## GOAL OF THE EXERCISE
Transcribe all the records with complete accuracy.

## Location labeling records
►
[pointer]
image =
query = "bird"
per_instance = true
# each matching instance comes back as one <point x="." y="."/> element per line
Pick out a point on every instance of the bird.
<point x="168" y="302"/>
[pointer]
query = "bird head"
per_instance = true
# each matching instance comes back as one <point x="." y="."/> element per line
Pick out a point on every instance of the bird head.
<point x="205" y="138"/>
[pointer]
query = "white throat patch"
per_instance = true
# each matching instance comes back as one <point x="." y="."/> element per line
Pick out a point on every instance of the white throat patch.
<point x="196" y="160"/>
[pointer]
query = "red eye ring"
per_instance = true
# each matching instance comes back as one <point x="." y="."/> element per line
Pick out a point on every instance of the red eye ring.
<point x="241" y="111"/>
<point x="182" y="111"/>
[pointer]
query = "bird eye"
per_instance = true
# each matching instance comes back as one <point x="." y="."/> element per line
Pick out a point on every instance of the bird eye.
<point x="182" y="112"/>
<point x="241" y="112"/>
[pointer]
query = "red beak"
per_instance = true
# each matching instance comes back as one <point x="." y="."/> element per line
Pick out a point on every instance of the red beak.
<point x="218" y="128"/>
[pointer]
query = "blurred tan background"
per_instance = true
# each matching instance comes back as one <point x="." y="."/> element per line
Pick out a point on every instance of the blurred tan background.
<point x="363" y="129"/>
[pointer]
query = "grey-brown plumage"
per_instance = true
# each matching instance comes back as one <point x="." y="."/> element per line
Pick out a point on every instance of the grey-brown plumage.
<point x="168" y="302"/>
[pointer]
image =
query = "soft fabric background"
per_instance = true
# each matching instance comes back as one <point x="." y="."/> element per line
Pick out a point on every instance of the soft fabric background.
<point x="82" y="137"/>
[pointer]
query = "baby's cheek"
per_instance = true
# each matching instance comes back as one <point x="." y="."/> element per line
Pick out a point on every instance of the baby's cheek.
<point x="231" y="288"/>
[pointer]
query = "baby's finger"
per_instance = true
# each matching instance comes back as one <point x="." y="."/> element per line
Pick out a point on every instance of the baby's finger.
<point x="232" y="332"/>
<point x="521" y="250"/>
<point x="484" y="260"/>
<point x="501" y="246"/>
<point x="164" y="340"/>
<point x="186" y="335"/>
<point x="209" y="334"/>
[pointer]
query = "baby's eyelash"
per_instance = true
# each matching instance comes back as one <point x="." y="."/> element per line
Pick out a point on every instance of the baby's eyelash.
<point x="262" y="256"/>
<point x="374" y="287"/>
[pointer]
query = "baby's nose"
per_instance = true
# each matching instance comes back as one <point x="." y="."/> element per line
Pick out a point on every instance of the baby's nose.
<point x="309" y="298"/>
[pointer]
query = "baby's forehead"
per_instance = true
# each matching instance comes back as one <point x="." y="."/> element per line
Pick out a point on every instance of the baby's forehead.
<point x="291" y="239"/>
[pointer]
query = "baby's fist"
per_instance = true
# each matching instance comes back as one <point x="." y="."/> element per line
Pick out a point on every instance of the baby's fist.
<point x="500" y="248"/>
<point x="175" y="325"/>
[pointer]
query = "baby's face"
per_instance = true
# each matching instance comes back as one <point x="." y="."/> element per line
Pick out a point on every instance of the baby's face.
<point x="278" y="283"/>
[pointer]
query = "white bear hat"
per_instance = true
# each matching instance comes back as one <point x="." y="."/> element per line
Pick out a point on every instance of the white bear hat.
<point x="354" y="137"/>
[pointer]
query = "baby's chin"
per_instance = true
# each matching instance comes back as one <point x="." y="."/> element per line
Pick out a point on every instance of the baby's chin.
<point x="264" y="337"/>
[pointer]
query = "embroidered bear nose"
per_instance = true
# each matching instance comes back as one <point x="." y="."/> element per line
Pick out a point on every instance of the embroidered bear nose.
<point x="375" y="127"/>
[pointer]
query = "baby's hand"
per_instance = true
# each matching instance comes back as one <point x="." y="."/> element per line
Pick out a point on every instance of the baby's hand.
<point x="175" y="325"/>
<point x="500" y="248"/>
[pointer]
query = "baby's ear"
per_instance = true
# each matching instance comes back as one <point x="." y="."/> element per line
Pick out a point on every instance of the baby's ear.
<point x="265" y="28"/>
◄
## FULL OUTPUT
[pointer]
image =
query = "bird"
per_instance = true
# each matching instance comes back as one <point x="." y="."/> element per line
Pick out a point on every instance of the bird.
<point x="168" y="302"/>
[pointer]
query = "bird head"
per_instance = true
# each matching instance comes back as one <point x="." y="."/> element per line
Pick out a point on every instance of the bird head.
<point x="205" y="138"/>
[pointer]
query = "white throat patch"
per_instance = true
# each matching instance comes back as one <point x="." y="."/> element per line
Pick out a point on every instance of the white throat patch.
<point x="196" y="160"/>
[pointer]
query = "red eye ring"
per_instance = true
# each matching instance comes back as one <point x="." y="."/> element per line
Pick out a point on every instance of the red eye ring.
<point x="241" y="111"/>
<point x="182" y="111"/>
[pointer]
query = "bird eye"
per_instance = true
# each matching instance comes back as one <point x="." y="."/> element per line
Pick out a point on every instance of the bird eye.
<point x="182" y="112"/>
<point x="241" y="112"/>
[pointer]
query = "red beak"
per_instance = true
# each matching instance comes back as one <point x="." y="."/> element per line
Pick out a point on every instance of the red beak.
<point x="218" y="128"/>
[pointer]
query = "blurred tan background"
per_instance = true
# each matching instance comes back as one <point x="." y="."/> element per line
Pick out a point on every instance of the blurred tan background.
<point x="363" y="129"/>
[pointer]
query = "grey-brown plumage"
per_instance = true
# each matching instance comes back as one <point x="." y="."/> element per line
Pick out a point on every instance of the grey-brown plumage.
<point x="168" y="302"/>
[pointer]
image =
query = "soft fabric background"
per_instance = true
# each matching instance comes back as one <point x="." y="."/> element per line
Pick out a point on every instance of the soft fabric background.
<point x="82" y="137"/>
[pointer]
query = "baby's cheek"
per_instance = true
# each matching instance comes back as one <point x="." y="."/> element per line
Pick out a point on every instance of the baby's cheek.
<point x="231" y="288"/>
[pointer]
query = "baby's finger"
per_instance = true
# each matching instance comes back as one <point x="." y="."/> element per line
Pick out a point on every instance of the baby's finger.
<point x="232" y="332"/>
<point x="521" y="250"/>
<point x="484" y="260"/>
<point x="501" y="246"/>
<point x="164" y="340"/>
<point x="186" y="335"/>
<point x="209" y="334"/>
[pointer]
query = "baby's eyelash"
per_instance = true
# each matching instance comes back as one <point x="." y="."/> element per line
Pick out a point on every instance of the baby's eyelash.
<point x="262" y="256"/>
<point x="374" y="287"/>
[pointer]
query = "baby's nose"
per_instance = true
# each matching instance comes back as one <point x="." y="."/> element per line
Pick out a point on every instance of the baby's nose.
<point x="309" y="298"/>
[pointer]
query = "baby's forehead"
per_instance = true
# each matching instance comes back as one <point x="." y="."/> element per line
Pick out a point on every instance of the baby's forehead.
<point x="291" y="239"/>
[pointer]
query = "baby's fist"
per_instance = true
# each matching instance comes back as one <point x="." y="."/> element per line
Pick out a point on every instance of the baby's fist.
<point x="500" y="248"/>
<point x="175" y="325"/>
[pointer]
query = "baby's face"
per_instance = true
# each matching instance comes back as one <point x="." y="."/> element per line
Pick out a point on every instance of the baby's face.
<point x="278" y="283"/>
[pointer]
query = "white bear hat"
per_instance = true
# each matching instance comes back as one <point x="." y="."/> element per line
Pick out a point on every instance of the white bear hat.
<point x="354" y="137"/>
[pointer]
query = "baby's chin"
per_instance = true
# each matching instance comes back as one <point x="." y="."/> element per line
Pick out a point on every instance of the baby's chin.
<point x="264" y="337"/>
[pointer]
query = "embroidered bear nose"
per_instance = true
# each matching instance comes back as one <point x="." y="."/> element per line
Pick out a point on every instance of the embroidered bear nose.
<point x="375" y="127"/>
[pointer]
query = "baby's hand"
per_instance = true
# each matching instance comes back as one <point x="." y="."/> element per line
Pick out a point on every instance of the baby's hand.
<point x="175" y="325"/>
<point x="500" y="248"/>
[pointer]
query = "baby's ear"
per_instance = true
# each matching instance comes back as one <point x="." y="."/> element per line
Pick out a point on every instance of the baby's ear.
<point x="265" y="28"/>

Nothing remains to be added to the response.